* _What is expected_
In the entries that follow, find the line containing "note: each instance of the yellow"; from there, copy every line exactly through the line containing "Give the mask of each instance of the ship".

══════

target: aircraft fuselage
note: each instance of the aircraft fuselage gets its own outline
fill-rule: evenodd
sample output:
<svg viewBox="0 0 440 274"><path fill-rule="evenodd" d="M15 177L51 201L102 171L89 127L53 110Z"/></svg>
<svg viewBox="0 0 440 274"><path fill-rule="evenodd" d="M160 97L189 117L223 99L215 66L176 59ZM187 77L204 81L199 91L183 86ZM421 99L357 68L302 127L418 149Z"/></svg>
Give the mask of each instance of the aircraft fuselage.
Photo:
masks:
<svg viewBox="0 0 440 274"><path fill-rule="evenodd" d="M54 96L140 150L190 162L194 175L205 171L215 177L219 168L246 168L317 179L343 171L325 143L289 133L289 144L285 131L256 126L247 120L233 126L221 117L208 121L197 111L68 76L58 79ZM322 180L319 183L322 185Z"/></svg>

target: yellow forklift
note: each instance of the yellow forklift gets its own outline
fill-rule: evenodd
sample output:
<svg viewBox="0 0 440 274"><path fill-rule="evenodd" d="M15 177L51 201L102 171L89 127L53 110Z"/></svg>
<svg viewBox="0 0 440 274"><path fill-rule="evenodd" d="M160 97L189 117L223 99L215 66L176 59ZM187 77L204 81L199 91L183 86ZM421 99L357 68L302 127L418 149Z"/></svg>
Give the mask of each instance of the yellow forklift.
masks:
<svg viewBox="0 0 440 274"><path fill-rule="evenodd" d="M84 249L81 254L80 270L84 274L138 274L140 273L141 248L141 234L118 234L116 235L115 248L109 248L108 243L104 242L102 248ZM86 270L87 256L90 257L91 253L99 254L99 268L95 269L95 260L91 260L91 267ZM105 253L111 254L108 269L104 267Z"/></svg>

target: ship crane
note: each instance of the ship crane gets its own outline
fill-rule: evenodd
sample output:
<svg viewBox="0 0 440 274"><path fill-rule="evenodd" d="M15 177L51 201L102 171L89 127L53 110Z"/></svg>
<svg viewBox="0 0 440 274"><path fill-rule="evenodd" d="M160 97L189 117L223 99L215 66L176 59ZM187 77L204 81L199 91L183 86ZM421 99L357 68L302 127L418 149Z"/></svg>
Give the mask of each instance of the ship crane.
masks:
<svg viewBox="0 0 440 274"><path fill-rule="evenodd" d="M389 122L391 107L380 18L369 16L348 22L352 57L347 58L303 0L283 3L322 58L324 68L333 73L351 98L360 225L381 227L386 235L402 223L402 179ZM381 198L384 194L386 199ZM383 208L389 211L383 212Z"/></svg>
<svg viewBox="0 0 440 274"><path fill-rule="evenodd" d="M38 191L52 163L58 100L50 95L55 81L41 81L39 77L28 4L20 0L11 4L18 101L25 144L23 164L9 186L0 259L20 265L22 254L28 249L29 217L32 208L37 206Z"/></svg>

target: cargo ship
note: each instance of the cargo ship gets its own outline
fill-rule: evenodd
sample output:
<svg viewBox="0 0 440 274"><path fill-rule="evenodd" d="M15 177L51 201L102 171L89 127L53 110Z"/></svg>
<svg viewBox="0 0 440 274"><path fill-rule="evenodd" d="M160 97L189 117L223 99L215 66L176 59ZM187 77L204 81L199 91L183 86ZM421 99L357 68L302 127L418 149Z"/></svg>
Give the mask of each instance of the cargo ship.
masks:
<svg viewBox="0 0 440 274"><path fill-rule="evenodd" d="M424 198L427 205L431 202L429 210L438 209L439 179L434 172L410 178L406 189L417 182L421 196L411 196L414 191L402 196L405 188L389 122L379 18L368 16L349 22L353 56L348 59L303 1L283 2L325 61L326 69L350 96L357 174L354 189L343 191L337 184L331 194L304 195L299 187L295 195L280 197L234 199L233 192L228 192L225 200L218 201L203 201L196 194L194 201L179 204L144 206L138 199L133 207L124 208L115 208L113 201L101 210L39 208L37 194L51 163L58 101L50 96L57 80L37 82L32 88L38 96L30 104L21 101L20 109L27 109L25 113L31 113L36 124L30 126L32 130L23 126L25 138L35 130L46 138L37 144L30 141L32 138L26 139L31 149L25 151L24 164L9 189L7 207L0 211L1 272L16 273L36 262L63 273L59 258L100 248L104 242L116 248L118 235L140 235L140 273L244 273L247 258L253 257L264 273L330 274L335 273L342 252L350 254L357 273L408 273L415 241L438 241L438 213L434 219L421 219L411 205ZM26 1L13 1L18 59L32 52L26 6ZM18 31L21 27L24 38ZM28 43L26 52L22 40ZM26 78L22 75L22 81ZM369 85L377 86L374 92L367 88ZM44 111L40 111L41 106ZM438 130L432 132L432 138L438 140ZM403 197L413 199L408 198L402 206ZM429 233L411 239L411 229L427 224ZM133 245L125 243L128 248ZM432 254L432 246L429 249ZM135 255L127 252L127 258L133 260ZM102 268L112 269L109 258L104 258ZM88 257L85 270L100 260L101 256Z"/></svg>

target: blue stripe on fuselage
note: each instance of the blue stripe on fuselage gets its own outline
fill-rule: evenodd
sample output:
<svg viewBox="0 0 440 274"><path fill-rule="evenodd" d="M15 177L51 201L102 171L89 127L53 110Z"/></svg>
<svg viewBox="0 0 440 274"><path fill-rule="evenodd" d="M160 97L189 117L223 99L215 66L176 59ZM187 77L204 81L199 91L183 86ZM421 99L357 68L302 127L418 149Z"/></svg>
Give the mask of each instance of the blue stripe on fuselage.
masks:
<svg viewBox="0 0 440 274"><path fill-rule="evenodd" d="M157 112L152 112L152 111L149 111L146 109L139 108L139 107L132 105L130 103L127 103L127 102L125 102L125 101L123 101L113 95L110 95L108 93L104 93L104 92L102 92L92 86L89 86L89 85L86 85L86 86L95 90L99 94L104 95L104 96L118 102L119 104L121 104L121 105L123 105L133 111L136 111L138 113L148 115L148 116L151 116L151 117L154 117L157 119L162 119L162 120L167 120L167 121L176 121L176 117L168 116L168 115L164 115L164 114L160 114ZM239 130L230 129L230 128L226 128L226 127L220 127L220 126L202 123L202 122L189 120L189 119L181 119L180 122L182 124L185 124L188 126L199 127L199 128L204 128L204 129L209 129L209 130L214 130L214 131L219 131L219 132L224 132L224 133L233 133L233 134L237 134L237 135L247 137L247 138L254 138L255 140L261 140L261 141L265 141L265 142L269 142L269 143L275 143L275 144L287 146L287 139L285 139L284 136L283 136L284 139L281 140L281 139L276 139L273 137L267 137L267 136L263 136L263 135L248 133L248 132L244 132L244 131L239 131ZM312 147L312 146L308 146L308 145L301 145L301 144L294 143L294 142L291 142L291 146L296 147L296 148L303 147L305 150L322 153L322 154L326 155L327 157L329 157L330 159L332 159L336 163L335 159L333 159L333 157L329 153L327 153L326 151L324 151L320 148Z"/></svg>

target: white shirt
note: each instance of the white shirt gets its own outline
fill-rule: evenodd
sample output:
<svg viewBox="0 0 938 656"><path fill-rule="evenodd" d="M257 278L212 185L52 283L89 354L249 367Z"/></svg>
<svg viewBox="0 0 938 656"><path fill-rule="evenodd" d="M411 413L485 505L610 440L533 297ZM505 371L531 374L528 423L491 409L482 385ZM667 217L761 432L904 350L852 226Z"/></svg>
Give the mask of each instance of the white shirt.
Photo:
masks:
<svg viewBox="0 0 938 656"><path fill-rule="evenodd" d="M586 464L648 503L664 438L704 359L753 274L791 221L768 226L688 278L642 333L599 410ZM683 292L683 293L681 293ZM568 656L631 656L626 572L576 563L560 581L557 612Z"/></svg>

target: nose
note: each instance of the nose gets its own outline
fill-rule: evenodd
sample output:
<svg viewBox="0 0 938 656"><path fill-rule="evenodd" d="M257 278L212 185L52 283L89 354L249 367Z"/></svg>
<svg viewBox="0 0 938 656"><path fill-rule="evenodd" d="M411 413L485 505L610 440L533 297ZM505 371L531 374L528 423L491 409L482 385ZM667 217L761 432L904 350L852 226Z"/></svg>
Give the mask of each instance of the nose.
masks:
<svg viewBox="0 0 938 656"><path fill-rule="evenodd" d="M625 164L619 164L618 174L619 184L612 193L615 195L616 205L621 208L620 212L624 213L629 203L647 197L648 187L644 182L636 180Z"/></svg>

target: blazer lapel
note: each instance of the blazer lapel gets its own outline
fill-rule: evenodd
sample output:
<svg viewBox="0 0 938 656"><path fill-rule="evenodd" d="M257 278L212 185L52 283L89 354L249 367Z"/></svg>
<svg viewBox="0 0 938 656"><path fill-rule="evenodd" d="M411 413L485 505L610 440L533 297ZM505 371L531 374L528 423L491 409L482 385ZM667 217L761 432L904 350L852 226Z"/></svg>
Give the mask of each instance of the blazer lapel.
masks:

══════

* _Output of the task_
note: each instance of the yellow forklift gets its own outline
fill-rule: evenodd
sample output:
<svg viewBox="0 0 440 274"><path fill-rule="evenodd" d="M15 177L51 201L102 171L89 127L53 110Z"/></svg>
<svg viewBox="0 0 440 274"><path fill-rule="evenodd" d="M160 97L189 117L223 99L215 66L176 59ZM187 77L204 81L199 91L183 86ZM421 99L357 68L302 127L418 149Z"/></svg>
Give the mask of each instance of the yellow forklift.
masks:
<svg viewBox="0 0 440 274"><path fill-rule="evenodd" d="M84 249L81 254L80 270L84 274L138 274L140 273L141 248L141 234L118 234L116 235L115 248L109 248L108 243L104 242L102 248ZM86 270L87 256L90 257L91 253L99 254L99 268L95 269L95 260L91 260L91 267ZM105 253L111 254L108 269L104 267Z"/></svg>

target: ship crane
note: each instance of the ship crane gets its own outline
fill-rule: evenodd
sample output:
<svg viewBox="0 0 440 274"><path fill-rule="evenodd" d="M15 177L51 201L102 171L89 127L53 110Z"/></svg>
<svg viewBox="0 0 440 274"><path fill-rule="evenodd" d="M160 97L189 117L223 99L215 66L176 59ZM187 77L204 81L199 91L183 86ZM421 99L357 68L302 127L418 149Z"/></svg>
Give the mask of each instance of the ship crane.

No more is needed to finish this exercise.